• [Provided information]:

================================

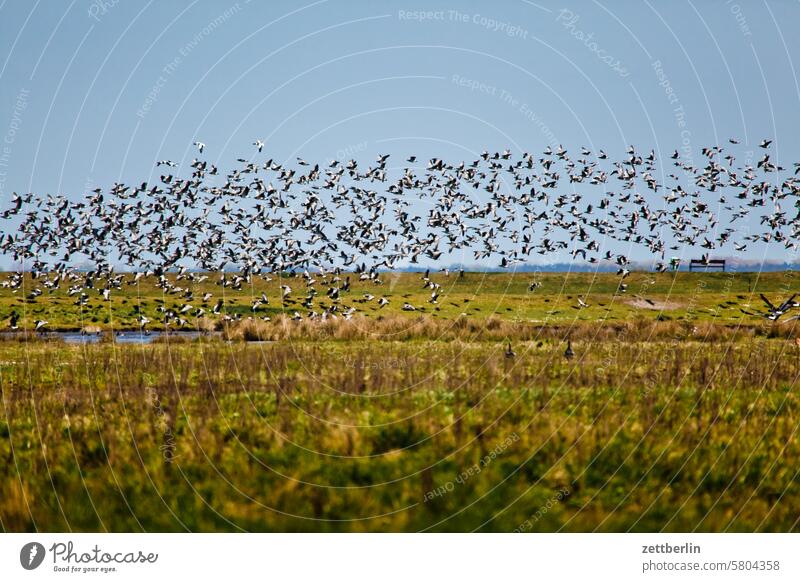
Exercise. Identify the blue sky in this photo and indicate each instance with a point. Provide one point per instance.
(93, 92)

================================

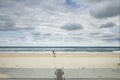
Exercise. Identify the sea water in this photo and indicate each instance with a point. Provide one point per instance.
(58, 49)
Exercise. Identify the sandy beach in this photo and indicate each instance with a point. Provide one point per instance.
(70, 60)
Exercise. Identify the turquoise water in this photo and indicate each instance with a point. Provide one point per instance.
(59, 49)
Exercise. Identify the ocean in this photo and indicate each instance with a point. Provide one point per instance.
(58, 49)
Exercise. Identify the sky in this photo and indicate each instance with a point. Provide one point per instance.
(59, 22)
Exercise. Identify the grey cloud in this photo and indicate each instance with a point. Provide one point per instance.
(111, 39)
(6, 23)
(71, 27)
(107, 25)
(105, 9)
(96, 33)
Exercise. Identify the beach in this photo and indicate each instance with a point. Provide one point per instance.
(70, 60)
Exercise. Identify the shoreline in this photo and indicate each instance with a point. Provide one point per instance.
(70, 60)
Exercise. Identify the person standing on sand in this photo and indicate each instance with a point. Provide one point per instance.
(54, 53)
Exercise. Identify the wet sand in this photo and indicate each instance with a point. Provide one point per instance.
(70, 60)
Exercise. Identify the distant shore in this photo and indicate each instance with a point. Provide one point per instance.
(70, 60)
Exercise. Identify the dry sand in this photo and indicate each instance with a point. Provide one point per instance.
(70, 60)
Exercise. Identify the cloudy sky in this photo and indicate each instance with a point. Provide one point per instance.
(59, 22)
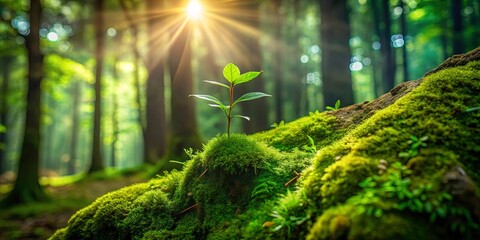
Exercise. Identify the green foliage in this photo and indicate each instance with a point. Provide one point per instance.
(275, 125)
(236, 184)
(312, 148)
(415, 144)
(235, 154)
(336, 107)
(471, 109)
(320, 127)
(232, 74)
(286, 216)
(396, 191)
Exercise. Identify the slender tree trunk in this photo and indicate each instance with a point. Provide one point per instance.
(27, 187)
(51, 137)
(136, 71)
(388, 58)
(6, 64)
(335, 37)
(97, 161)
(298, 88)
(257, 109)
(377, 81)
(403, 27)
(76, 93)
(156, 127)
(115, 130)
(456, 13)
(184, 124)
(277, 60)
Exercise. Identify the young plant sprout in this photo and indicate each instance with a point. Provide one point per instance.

================================

Render as a JSON list of strings the part of the records that opens with the line containing "Exercise. Identify the dry" and closes with the line containing "Exercise. Identify the young", one string per line with blank lines left out and the pictures left out.

[
  "Exercise. Identify the dry sand in this photo and indicate each instance with a point. Provide one point per instance.",
  "(70, 60)",
  "Exercise. Identify the cloudy sky in this photo and indicate each instance with a point. Provide one point per instance.",
  "(59, 22)",
  "Exercise. Identify the green foliage in this photo and indicate each instance with a point. Provide one point per instance.",
  "(275, 125)",
  "(236, 184)",
  "(312, 148)",
  "(415, 144)",
  "(235, 154)",
  "(336, 107)",
  "(471, 109)",
  "(320, 127)",
  "(232, 74)",
  "(286, 216)",
  "(396, 191)",
  "Exercise. Identify the slender tree trunk in this photo and indicate each instance with a point. Provide one point per instance.",
  "(27, 187)",
  "(51, 137)",
  "(136, 71)",
  "(388, 58)",
  "(6, 64)",
  "(335, 37)",
  "(97, 161)",
  "(298, 88)",
  "(257, 109)",
  "(377, 81)",
  "(403, 27)",
  "(76, 93)",
  "(156, 127)",
  "(115, 130)",
  "(456, 13)",
  "(184, 124)",
  "(277, 60)",
  "Exercise. Identify the young plant sprout in this photo and indicate each instance with a point. Provide one point per instance."
]